AIM OF THE EXERCISE> Please count the lines in the records below that contain the word "leaf", and reply with that number alone.

SOURCE DATA>
--

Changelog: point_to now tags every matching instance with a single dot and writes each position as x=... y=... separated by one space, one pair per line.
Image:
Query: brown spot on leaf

--

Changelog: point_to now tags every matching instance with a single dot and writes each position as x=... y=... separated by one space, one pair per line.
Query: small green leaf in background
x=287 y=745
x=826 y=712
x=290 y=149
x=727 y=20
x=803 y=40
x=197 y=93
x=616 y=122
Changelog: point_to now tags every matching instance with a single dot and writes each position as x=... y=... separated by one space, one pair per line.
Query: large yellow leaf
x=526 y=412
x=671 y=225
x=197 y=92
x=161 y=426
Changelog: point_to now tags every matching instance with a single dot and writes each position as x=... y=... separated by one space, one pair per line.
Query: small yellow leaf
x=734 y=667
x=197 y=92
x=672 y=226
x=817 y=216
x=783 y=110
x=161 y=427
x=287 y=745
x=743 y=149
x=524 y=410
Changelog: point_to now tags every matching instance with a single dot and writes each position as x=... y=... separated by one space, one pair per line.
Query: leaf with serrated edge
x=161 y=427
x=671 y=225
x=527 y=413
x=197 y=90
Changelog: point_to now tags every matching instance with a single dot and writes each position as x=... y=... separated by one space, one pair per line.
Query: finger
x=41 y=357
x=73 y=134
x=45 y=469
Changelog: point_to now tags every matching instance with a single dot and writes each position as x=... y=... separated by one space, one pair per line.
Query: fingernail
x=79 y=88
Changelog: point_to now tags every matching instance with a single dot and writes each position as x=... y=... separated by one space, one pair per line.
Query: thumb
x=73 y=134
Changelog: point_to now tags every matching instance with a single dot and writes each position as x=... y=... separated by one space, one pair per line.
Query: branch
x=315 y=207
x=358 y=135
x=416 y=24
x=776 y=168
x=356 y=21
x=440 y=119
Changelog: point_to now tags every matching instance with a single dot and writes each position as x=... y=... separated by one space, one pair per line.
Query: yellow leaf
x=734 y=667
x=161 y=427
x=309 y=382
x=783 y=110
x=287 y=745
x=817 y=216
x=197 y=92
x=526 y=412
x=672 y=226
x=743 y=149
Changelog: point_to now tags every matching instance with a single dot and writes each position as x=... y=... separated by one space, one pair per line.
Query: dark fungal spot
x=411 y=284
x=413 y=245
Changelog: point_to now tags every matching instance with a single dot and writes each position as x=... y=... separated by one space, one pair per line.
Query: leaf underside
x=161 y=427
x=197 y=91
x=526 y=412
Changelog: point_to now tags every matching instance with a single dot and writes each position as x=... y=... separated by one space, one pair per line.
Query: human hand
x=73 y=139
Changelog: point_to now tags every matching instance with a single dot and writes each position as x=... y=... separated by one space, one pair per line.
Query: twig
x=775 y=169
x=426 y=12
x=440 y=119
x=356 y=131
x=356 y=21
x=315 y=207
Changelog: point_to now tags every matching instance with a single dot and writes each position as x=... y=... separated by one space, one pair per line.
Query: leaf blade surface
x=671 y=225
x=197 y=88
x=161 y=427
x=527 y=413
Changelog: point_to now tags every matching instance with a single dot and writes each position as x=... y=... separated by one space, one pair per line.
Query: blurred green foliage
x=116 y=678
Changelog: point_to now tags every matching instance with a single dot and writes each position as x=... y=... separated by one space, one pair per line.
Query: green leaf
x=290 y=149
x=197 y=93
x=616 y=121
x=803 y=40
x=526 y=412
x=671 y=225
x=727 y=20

--

EXERCISE OUTPUT> 9